(Text shown begins)

Genetic difference: According to the age of onset before or after 65 years old, AD can be divided into early onset (Eoad) and late onset (load). Eoad accounts for 1% - 5% of all cases, and is mainly related to autosomal dominant APP, PSEN1 and PSEN2 gene mutations.
Study shows that the risk factors of AD can be divided into controllable factors and uncontrollable factors. Uncontrollable factors mainly include heredity, age, gender, etc. Controllable factors include diabetes, history of hypertension in middle age, hyperlipidemia, history of obesity in middle age, lack of exercise, depression, smoking, low education level, sleep, etc. In addition, metal elements in the environment, brain trauma, hypothyroidism [3] [4] [5]. The factors present references for diagnosis and treatment of AD.
We can see that the West medicine have presented many kinds of explains. There is no name of Alzheimer’s disease in ancient books of traditional Chinese medicine. Traditional Chinese medicine mostly attributes this disease to the categories of “stupidity”, “forgetfulness”, “fatigue” and “dementia”. In the perspective of traditional Chinese medicine, there is a consensus, i.e., abnormal metabolism of Qi, blood and body fluid is the pathogenic factor of AD. Deficiency of Qi and blood is the pathological basis of the body’s original deficiency though the location of the disease is in the brain. The characteristics are deficiency in origin and excess in superficislity. Deficiency in origin means deficiency of kidney essence, Qi and blood, which causes the lack of nutrition for brain. Excess in superficislity means the existence of phlegm and stasis, which causes that the food cannot be effectively absorbed and transformed into nutrients. The ideological system on disease of West medicine and traditional Chinese medicine is different, so the names of disease and treatment ideals for the same disease are different also.
In the viewpoints of above summary and analysis, it is shown that the pathogenesis of AD is still not clarified and so many hypotheses are presented, which directly affects the effect of treatment.

(Text shown ends)
(Raw data begins)

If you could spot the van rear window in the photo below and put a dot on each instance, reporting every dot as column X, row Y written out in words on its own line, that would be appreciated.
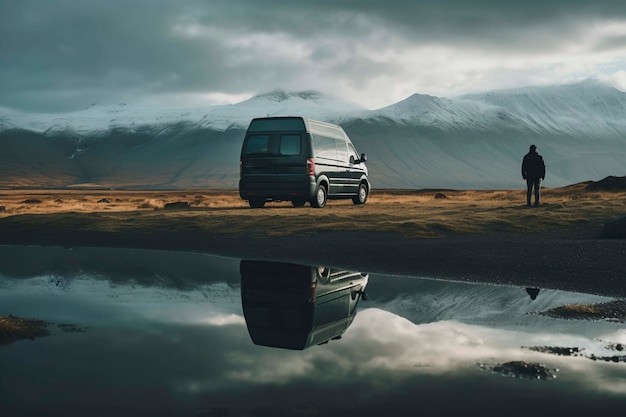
column 290, row 145
column 257, row 144
column 273, row 145
column 276, row 125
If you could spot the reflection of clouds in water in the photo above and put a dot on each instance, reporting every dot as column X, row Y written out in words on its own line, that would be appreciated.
column 224, row 320
column 382, row 346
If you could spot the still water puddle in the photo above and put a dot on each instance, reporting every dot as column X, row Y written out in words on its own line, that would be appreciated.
column 134, row 332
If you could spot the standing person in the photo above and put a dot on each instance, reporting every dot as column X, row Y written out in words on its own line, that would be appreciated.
column 533, row 171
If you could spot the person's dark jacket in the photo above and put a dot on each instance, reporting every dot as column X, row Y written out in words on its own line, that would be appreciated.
column 533, row 167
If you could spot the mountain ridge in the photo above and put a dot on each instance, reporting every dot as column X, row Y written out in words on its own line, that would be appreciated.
column 423, row 141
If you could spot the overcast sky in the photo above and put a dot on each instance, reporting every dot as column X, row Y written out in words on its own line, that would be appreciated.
column 63, row 55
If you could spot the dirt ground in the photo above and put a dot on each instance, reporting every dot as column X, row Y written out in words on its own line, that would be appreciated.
column 483, row 236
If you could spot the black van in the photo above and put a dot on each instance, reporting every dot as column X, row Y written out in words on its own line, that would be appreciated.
column 298, row 159
column 294, row 307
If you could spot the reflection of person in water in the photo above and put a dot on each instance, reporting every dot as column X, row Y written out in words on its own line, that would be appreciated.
column 533, row 292
column 533, row 171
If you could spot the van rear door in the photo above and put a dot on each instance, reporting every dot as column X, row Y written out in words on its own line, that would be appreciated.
column 274, row 162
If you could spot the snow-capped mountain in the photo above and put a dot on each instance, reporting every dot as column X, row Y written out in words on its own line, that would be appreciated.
column 472, row 141
column 100, row 117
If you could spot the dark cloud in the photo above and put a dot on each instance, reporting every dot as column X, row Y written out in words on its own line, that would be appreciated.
column 64, row 54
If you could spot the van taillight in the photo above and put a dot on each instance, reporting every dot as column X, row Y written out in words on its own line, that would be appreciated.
column 313, row 289
column 310, row 167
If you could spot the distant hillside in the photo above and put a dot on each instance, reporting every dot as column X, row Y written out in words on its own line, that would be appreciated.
column 470, row 142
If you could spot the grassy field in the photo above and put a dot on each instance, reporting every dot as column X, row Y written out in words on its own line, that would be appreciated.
column 413, row 213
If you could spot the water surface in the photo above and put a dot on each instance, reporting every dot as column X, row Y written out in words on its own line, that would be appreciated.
column 162, row 333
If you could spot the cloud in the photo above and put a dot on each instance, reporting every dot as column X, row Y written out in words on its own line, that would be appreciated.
column 66, row 54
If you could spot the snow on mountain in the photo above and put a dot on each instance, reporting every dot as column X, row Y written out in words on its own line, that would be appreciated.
column 311, row 104
column 102, row 117
column 587, row 108
column 472, row 141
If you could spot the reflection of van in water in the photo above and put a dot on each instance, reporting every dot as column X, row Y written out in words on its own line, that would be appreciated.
column 297, row 159
column 294, row 306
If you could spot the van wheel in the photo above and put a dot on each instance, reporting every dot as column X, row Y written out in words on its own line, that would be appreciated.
column 256, row 203
column 361, row 196
column 319, row 200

(Raw data ends)

Exercise brief –
Translate this sentence from the text on Alzheimer's disease above into Spanish: "Eoad accounts for 1% - 5% of all cases, and is mainly related to autosomal dominant APP, PSEN1 and PSEN2 gene mutations."

Answer to the problem –
La Eoad representa entre el 1 % y el 5 % de todos los casos y se relaciona principalmente con mutaciones autosómicas dominantes de los genes APP, PSEN1 y PSEN2.